_Required task_.
Reproduce the lines of the records from the line containing "of the grassy" through the end of the records, changing "sample" to "example" and leaving everything else unaltered.

── Rows ──

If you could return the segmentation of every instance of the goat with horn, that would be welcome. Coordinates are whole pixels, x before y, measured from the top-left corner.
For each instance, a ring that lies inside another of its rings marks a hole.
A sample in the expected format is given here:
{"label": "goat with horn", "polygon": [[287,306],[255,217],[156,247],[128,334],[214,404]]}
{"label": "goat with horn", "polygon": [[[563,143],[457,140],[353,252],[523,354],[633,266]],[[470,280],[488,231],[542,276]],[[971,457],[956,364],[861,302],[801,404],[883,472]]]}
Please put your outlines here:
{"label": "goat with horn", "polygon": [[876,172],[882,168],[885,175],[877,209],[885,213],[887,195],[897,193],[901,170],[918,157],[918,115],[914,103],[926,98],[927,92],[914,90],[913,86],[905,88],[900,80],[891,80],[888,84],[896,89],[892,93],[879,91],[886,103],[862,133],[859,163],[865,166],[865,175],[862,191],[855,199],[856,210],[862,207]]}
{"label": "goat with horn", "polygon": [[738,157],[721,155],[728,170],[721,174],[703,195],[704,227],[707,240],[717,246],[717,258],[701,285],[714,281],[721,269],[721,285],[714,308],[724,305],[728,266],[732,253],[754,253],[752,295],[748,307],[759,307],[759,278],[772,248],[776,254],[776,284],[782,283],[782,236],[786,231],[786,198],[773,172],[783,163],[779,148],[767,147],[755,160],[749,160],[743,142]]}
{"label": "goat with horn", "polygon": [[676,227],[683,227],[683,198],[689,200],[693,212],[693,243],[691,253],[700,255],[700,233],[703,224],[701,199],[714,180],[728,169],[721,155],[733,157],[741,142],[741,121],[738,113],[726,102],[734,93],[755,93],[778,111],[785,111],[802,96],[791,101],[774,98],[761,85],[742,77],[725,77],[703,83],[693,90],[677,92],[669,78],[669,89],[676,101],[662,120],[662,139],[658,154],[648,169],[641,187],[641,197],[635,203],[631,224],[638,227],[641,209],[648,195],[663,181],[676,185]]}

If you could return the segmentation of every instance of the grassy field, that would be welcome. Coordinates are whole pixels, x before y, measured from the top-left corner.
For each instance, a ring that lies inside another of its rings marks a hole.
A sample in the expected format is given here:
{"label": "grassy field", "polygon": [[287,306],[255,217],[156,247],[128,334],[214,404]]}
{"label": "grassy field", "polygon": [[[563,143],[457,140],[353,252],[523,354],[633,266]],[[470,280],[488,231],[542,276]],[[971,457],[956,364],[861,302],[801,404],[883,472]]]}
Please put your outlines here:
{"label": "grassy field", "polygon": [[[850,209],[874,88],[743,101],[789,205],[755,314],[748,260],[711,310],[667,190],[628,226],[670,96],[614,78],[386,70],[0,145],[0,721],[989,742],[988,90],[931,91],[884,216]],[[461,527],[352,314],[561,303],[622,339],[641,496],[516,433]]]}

───

_Correct response_.
If you could return the segmentation of every instance of the grassy field, that would be welcome. Coordinates are whole pixels, x before y, measured from the top-left corner.
For each instance, a ring that lies inside another of its rings marks a hole.
A example in the expected format is given here:
{"label": "grassy field", "polygon": [[287,306],[255,217],[156,247],[128,334],[214,404]]}
{"label": "grassy field", "polygon": [[[563,143],[457,140],[353,252],[523,354],[633,266]],[[470,280],[488,231],[542,276]],[[971,457],[956,364],[861,302],[801,404],[883,472]]]}
Please put your outlines here:
{"label": "grassy field", "polygon": [[[850,209],[874,88],[743,101],[789,205],[755,314],[748,260],[711,310],[667,190],[628,226],[670,96],[614,78],[386,70],[0,145],[0,721],[989,742],[988,90],[931,91],[884,216]],[[461,527],[352,314],[561,303],[622,339],[641,496],[516,433]]]}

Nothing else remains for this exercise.